Problem to solve: Below is a listing; restate from it, character for character, the lines beginning at the line holding "Query: twine tied around pumpkin" and ending at the line holding "of the crinkled", both included.

Data extract:
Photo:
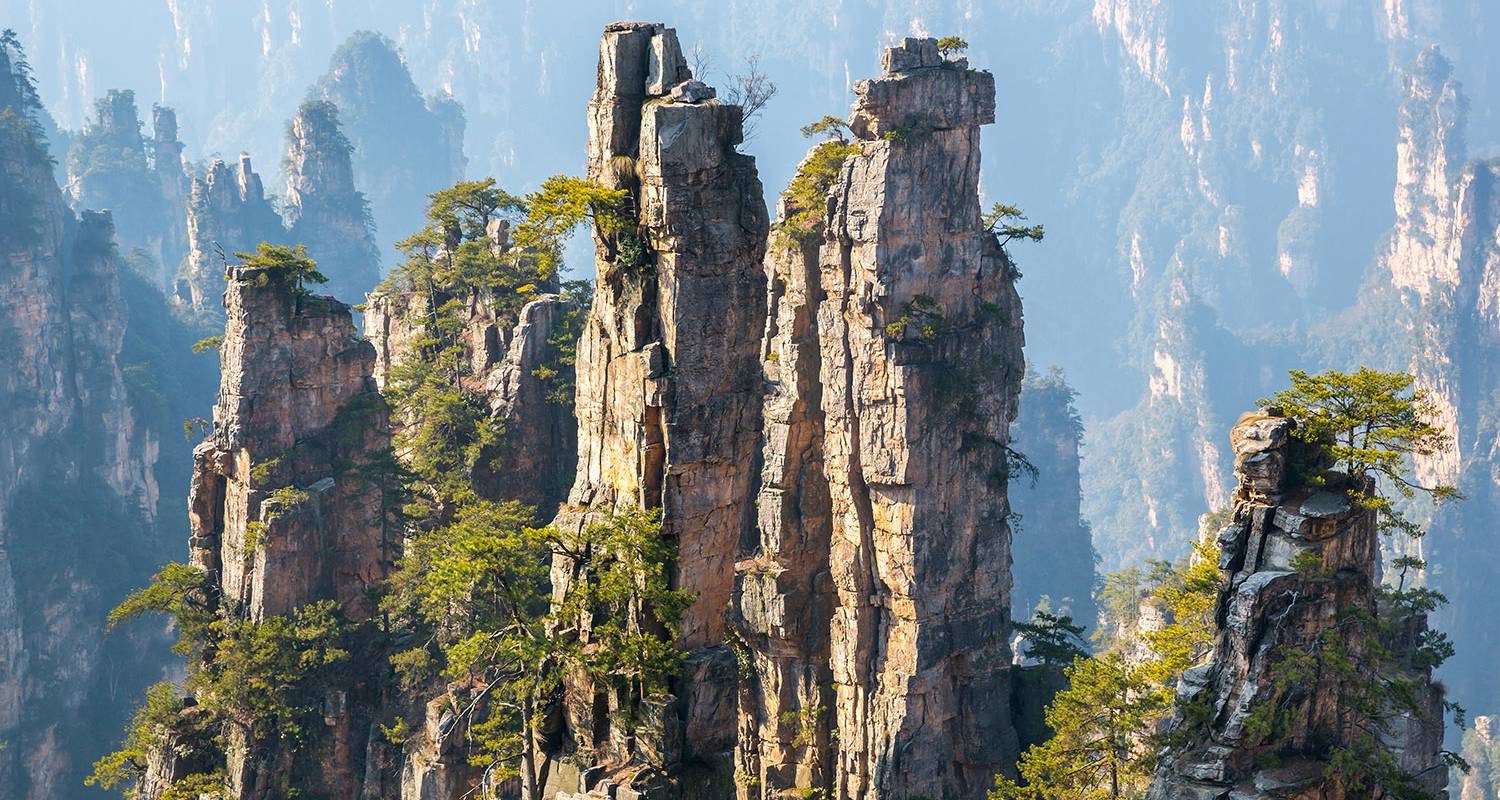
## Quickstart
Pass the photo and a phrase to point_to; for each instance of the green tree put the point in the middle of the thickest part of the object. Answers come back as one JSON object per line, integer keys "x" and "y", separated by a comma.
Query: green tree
{"x": 480, "y": 586}
{"x": 1370, "y": 424}
{"x": 1052, "y": 638}
{"x": 149, "y": 727}
{"x": 1098, "y": 749}
{"x": 1004, "y": 221}
{"x": 279, "y": 264}
{"x": 183, "y": 593}
{"x": 951, "y": 45}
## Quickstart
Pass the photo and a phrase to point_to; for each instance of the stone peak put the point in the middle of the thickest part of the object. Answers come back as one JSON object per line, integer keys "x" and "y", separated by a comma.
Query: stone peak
{"x": 911, "y": 54}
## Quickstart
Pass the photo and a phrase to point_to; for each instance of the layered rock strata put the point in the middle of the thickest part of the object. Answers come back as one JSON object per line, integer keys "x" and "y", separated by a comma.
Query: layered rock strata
{"x": 1275, "y": 607}
{"x": 917, "y": 436}
{"x": 75, "y": 470}
{"x": 876, "y": 595}
{"x": 324, "y": 209}
{"x": 507, "y": 357}
{"x": 278, "y": 512}
{"x": 227, "y": 213}
{"x": 284, "y": 512}
{"x": 668, "y": 380}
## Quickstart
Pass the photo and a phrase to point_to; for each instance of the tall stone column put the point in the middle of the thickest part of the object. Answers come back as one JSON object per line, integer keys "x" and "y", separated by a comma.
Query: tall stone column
{"x": 920, "y": 330}
{"x": 668, "y": 380}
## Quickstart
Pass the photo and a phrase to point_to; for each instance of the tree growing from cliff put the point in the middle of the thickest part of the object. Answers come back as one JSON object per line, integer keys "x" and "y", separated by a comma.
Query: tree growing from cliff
{"x": 480, "y": 589}
{"x": 1052, "y": 638}
{"x": 281, "y": 264}
{"x": 1371, "y": 425}
{"x": 1098, "y": 748}
{"x": 1106, "y": 722}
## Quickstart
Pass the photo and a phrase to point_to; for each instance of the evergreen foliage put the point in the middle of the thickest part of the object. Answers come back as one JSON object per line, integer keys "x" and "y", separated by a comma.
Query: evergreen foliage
{"x": 1052, "y": 638}
{"x": 1370, "y": 425}
{"x": 279, "y": 264}
{"x": 1106, "y": 722}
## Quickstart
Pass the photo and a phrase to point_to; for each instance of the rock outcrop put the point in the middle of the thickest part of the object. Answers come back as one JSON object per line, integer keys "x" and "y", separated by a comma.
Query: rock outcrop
{"x": 668, "y": 378}
{"x": 507, "y": 356}
{"x": 1301, "y": 565}
{"x": 917, "y": 439}
{"x": 75, "y": 466}
{"x": 284, "y": 512}
{"x": 1433, "y": 300}
{"x": 1053, "y": 548}
{"x": 279, "y": 514}
{"x": 140, "y": 180}
{"x": 324, "y": 210}
{"x": 227, "y": 213}
{"x": 875, "y": 599}
{"x": 405, "y": 146}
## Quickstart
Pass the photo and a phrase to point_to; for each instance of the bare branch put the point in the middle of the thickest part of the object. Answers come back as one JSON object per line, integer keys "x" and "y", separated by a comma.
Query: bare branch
{"x": 750, "y": 90}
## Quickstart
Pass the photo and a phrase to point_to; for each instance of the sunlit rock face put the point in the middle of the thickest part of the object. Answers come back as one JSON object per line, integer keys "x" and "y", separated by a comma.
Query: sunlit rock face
{"x": 668, "y": 380}
{"x": 875, "y": 599}
{"x": 284, "y": 512}
{"x": 1275, "y": 607}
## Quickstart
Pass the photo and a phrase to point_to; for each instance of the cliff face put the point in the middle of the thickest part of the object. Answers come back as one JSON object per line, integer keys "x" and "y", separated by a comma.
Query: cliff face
{"x": 1277, "y": 608}
{"x": 324, "y": 210}
{"x": 285, "y": 514}
{"x": 915, "y": 421}
{"x": 404, "y": 146}
{"x": 297, "y": 404}
{"x": 1436, "y": 290}
{"x": 69, "y": 428}
{"x": 507, "y": 354}
{"x": 668, "y": 386}
{"x": 1053, "y": 548}
{"x": 138, "y": 179}
{"x": 227, "y": 213}
{"x": 875, "y": 599}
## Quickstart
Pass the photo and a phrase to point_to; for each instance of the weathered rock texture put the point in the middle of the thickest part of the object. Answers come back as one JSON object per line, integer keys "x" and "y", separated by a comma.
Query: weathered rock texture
{"x": 1434, "y": 299}
{"x": 297, "y": 409}
{"x": 282, "y": 514}
{"x": 668, "y": 378}
{"x": 1053, "y": 550}
{"x": 783, "y": 586}
{"x": 1272, "y": 607}
{"x": 140, "y": 180}
{"x": 75, "y": 469}
{"x": 917, "y": 430}
{"x": 506, "y": 354}
{"x": 875, "y": 596}
{"x": 227, "y": 213}
{"x": 324, "y": 209}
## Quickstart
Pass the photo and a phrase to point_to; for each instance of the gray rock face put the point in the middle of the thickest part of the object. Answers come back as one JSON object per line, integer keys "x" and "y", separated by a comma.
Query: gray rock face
{"x": 915, "y": 446}
{"x": 72, "y": 455}
{"x": 876, "y": 598}
{"x": 540, "y": 436}
{"x": 296, "y": 406}
{"x": 281, "y": 511}
{"x": 326, "y": 212}
{"x": 227, "y": 213}
{"x": 668, "y": 380}
{"x": 1272, "y": 605}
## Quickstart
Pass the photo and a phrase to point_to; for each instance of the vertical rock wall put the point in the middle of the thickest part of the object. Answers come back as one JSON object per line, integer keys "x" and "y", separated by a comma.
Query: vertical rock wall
{"x": 326, "y": 212}
{"x": 1274, "y": 607}
{"x": 227, "y": 213}
{"x": 281, "y": 512}
{"x": 297, "y": 406}
{"x": 75, "y": 476}
{"x": 917, "y": 437}
{"x": 875, "y": 598}
{"x": 668, "y": 386}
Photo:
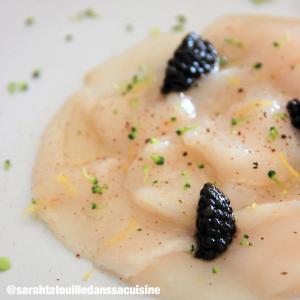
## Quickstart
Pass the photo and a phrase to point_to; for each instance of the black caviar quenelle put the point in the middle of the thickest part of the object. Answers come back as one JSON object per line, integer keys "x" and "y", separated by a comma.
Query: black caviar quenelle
{"x": 293, "y": 108}
{"x": 191, "y": 60}
{"x": 215, "y": 223}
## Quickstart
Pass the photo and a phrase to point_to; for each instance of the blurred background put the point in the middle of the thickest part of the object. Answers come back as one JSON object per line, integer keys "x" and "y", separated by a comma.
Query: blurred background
{"x": 46, "y": 48}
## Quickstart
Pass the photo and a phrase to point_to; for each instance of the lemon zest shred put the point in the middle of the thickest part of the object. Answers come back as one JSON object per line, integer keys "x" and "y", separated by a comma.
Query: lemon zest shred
{"x": 68, "y": 186}
{"x": 132, "y": 225}
{"x": 87, "y": 275}
{"x": 248, "y": 108}
{"x": 234, "y": 80}
{"x": 285, "y": 162}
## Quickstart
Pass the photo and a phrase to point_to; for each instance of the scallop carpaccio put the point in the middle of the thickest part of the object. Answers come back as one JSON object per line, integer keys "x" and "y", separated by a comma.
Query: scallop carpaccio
{"x": 121, "y": 165}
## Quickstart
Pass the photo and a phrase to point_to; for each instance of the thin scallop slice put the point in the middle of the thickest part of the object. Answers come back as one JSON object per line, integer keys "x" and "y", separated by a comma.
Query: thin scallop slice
{"x": 261, "y": 266}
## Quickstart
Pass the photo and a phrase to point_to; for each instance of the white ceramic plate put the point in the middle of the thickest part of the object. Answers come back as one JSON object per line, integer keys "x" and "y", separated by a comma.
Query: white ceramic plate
{"x": 37, "y": 258}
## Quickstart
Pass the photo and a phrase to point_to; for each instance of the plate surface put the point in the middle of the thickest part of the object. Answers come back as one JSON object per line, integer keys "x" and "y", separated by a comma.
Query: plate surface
{"x": 37, "y": 258}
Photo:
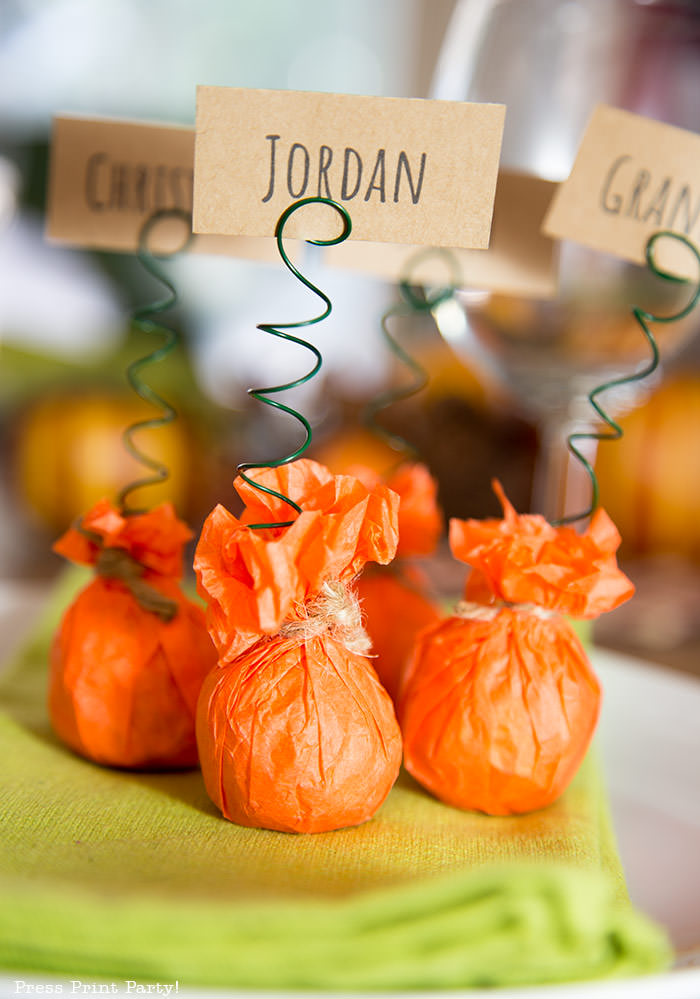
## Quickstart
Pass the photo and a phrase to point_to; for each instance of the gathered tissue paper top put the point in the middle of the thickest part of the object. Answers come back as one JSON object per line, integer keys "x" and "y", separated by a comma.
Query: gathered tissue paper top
{"x": 397, "y": 602}
{"x": 131, "y": 652}
{"x": 499, "y": 702}
{"x": 295, "y": 732}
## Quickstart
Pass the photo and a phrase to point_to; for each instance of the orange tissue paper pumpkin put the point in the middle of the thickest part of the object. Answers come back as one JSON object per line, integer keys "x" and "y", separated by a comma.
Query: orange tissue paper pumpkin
{"x": 499, "y": 701}
{"x": 395, "y": 599}
{"x": 130, "y": 655}
{"x": 295, "y": 731}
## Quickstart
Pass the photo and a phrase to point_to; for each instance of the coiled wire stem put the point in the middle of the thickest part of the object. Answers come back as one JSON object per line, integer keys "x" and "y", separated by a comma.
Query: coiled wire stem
{"x": 142, "y": 319}
{"x": 643, "y": 318}
{"x": 415, "y": 300}
{"x": 280, "y": 330}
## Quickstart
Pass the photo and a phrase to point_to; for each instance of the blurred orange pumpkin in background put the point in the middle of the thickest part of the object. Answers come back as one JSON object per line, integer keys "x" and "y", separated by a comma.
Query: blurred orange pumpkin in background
{"x": 69, "y": 453}
{"x": 650, "y": 478}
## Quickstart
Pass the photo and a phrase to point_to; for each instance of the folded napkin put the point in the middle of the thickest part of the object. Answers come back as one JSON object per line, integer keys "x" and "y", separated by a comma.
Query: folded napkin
{"x": 112, "y": 874}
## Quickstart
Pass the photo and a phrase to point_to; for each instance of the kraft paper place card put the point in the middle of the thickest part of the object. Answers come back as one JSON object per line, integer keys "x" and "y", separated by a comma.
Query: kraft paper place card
{"x": 633, "y": 176}
{"x": 408, "y": 171}
{"x": 521, "y": 260}
{"x": 108, "y": 176}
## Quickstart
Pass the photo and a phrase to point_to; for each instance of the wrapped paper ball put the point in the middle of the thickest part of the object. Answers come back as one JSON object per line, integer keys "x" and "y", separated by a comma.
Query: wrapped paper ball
{"x": 297, "y": 737}
{"x": 295, "y": 732}
{"x": 132, "y": 651}
{"x": 499, "y": 702}
{"x": 497, "y": 714}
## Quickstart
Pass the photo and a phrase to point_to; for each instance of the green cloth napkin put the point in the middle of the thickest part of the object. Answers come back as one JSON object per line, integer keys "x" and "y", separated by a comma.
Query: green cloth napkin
{"x": 111, "y": 874}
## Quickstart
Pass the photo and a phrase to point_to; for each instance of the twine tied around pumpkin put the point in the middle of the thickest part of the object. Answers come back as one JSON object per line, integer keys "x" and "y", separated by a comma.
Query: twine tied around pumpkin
{"x": 473, "y": 611}
{"x": 335, "y": 611}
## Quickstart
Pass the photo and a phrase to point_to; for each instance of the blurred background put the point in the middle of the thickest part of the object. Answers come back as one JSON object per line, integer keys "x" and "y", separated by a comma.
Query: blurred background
{"x": 65, "y": 337}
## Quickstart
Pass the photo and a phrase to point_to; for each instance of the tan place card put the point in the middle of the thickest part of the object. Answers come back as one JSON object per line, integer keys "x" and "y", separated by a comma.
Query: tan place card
{"x": 408, "y": 171}
{"x": 108, "y": 176}
{"x": 520, "y": 260}
{"x": 633, "y": 176}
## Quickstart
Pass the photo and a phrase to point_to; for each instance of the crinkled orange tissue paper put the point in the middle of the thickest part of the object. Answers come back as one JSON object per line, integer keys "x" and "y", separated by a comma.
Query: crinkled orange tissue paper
{"x": 396, "y": 599}
{"x": 295, "y": 731}
{"x": 131, "y": 652}
{"x": 499, "y": 702}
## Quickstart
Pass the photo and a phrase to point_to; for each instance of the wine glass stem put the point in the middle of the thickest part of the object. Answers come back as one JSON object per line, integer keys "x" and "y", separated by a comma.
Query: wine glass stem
{"x": 561, "y": 485}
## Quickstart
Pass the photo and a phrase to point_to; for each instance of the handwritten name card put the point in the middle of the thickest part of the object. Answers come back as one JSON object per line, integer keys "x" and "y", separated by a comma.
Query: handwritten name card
{"x": 632, "y": 177}
{"x": 108, "y": 176}
{"x": 408, "y": 171}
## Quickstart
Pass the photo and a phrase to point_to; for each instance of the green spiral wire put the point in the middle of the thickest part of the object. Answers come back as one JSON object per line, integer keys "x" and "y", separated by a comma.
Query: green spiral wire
{"x": 278, "y": 330}
{"x": 415, "y": 300}
{"x": 142, "y": 319}
{"x": 643, "y": 318}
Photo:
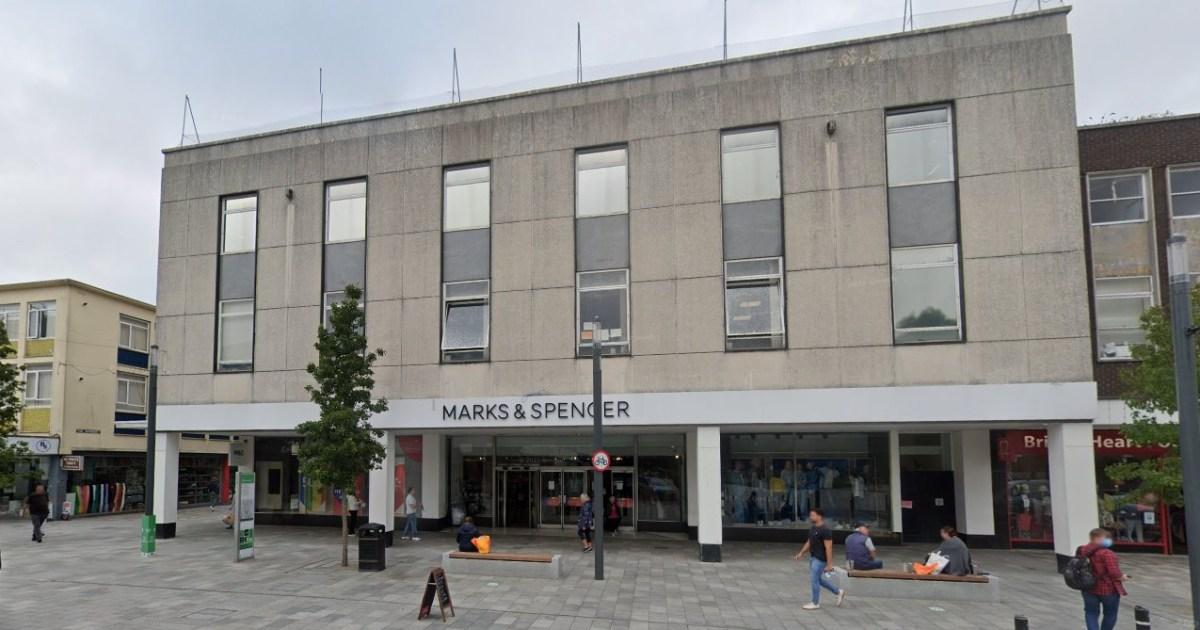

Answer for this exercise:
Query: twine tied around pumpkin
{"x": 473, "y": 611}
{"x": 335, "y": 611}
## Quickstart
Pass the photo and a phrase to point_to; for each instance of the blurred background put the point in the middle of the thickest part of the object. Answers come back as one JSON object per line, integer keys "x" and "y", separated by a comma.
Query: blurred background
{"x": 65, "y": 337}
## Quickstart
Pass the photo and a phrase to point_to; for each instance of the tan place card put the point in the middle of the thickest part of the object. Answers come back as one JSON object per line, integer keys "x" and "y", separated by a comma.
Query: tan place card
{"x": 408, "y": 171}
{"x": 108, "y": 176}
{"x": 520, "y": 260}
{"x": 633, "y": 176}
## Quickstart
Pass the photo and a phrase to point_to; for each instance of the crinkled orange tissue paper put the point in the middle of the thickest part of the object. Answers come back as one JSON object per line, integer keys "x" and "y", separated by a comma.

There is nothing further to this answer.